**YOUR GOAL**:
In the entries that follow, find the line containing "Where can the red bow"; from there, copy every line exactly through the line containing "Where can the adult's hand".
┌──
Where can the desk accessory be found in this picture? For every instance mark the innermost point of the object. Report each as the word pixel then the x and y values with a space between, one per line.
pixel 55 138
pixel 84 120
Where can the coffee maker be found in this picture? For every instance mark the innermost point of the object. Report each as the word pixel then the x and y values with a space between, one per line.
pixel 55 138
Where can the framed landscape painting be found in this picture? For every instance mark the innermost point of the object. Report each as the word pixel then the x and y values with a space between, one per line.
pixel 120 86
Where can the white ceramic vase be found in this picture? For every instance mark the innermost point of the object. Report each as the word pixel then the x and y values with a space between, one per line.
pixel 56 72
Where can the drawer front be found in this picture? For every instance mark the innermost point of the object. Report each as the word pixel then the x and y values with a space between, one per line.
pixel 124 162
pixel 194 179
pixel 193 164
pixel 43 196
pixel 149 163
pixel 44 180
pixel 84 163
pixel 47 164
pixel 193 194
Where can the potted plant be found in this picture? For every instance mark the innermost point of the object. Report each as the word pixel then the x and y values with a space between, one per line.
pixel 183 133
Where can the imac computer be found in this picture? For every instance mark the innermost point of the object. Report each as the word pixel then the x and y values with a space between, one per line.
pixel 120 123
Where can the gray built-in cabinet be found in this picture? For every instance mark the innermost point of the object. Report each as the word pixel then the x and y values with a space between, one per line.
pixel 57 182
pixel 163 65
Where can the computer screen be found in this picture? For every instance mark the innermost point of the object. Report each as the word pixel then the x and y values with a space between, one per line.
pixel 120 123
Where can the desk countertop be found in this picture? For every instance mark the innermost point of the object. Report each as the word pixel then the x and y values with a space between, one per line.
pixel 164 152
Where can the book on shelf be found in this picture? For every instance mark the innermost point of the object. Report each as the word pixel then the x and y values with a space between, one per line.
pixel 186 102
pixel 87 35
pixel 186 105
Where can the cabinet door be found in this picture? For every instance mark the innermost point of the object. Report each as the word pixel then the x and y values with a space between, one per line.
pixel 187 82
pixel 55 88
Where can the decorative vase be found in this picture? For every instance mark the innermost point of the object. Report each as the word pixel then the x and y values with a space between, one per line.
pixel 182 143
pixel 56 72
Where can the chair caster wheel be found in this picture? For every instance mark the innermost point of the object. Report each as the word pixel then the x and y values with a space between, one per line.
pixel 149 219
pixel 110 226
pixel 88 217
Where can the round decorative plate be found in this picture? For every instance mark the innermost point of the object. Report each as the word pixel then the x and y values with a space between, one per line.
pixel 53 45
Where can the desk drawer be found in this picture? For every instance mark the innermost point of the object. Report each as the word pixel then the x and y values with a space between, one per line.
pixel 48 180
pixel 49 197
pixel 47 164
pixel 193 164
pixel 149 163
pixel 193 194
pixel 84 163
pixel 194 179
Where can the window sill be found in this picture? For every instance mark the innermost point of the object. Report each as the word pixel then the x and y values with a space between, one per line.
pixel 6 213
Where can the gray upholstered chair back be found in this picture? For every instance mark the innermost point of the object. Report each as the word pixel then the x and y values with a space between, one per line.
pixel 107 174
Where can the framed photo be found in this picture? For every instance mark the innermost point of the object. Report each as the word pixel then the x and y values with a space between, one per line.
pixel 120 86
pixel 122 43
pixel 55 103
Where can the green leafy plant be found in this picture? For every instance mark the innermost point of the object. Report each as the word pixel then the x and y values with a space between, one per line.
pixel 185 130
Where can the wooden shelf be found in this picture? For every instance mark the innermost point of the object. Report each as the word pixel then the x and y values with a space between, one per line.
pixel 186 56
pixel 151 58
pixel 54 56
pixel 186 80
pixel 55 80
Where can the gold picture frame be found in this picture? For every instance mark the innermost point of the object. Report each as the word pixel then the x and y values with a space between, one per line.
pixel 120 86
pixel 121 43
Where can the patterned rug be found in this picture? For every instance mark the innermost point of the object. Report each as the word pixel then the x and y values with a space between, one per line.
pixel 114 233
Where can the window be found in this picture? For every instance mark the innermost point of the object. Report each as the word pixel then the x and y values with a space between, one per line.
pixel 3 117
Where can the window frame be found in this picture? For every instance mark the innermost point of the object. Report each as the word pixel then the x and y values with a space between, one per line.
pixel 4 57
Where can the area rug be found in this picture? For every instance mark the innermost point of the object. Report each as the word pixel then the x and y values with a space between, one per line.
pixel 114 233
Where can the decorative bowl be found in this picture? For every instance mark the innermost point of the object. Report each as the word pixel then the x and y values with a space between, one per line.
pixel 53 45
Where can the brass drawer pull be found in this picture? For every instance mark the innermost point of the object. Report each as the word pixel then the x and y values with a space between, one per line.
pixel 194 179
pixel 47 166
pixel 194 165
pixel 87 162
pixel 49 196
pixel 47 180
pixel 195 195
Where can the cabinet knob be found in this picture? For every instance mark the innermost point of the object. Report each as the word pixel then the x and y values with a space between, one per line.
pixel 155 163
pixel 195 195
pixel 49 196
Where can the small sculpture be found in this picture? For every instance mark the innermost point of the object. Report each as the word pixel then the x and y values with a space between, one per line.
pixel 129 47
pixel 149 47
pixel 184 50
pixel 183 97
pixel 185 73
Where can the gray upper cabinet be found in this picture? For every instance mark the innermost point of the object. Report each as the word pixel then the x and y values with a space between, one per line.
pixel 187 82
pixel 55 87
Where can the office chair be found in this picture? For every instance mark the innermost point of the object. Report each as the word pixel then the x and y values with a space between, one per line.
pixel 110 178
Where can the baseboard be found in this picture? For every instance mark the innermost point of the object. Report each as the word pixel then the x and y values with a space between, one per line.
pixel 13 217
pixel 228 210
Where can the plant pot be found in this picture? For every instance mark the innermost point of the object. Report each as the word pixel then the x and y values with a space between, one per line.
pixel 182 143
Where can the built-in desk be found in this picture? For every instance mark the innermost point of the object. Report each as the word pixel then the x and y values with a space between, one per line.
└──
┌──
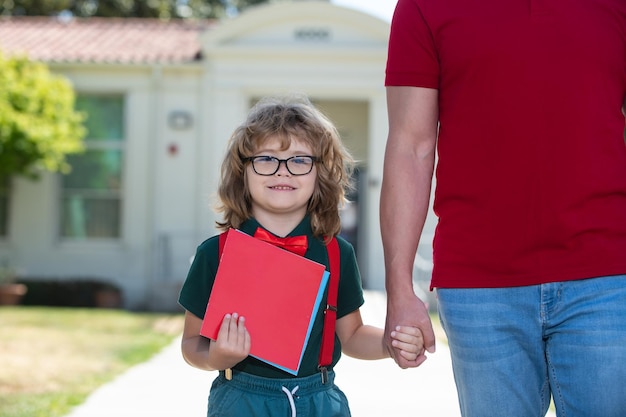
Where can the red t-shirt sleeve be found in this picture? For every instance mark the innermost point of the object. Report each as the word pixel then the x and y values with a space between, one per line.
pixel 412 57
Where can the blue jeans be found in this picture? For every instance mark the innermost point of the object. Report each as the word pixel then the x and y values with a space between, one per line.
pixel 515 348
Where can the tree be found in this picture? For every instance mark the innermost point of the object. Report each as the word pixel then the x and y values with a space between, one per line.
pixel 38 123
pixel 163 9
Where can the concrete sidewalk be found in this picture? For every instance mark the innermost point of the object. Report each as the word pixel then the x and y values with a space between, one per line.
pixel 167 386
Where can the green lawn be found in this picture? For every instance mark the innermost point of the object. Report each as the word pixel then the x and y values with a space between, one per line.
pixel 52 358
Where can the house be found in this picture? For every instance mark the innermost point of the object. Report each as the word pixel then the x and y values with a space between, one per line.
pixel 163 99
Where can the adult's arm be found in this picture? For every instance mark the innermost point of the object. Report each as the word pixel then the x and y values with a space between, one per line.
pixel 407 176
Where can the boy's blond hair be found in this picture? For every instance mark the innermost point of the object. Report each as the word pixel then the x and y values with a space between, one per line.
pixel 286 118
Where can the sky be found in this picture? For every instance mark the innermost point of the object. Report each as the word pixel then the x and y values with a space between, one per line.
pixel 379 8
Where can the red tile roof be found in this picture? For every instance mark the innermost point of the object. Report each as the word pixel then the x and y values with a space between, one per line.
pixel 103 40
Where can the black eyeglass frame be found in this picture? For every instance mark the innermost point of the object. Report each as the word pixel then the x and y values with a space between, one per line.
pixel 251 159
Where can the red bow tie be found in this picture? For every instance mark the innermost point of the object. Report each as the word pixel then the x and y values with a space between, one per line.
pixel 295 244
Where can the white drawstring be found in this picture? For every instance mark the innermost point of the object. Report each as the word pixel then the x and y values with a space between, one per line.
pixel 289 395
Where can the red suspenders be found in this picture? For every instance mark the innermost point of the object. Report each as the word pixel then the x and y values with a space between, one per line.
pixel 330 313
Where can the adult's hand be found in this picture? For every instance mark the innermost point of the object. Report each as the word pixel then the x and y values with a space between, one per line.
└──
**ANSWER SPACE**:
Where can the red bow tie be found in this picture? For every instance mark the innermost point of the object. Report each as the word pixel then the x and y values with a space between, one per line.
pixel 295 244
Where can the white drawstring be found in this picture? For every instance mark the innermost point of the object. Report each as the word pixel then the x and y values with a space between, one per line.
pixel 289 395
Where can the red suspenders be found in this picture? For every instance mark the innermost point of the object. Report each as the word pixel then the x and y values with a space between, one per line.
pixel 330 313
Where can the adult's hand be found in this picture? For every instance mark the innermost point of the object. Report each as the word pixel then the x and y values with a space between, one per line.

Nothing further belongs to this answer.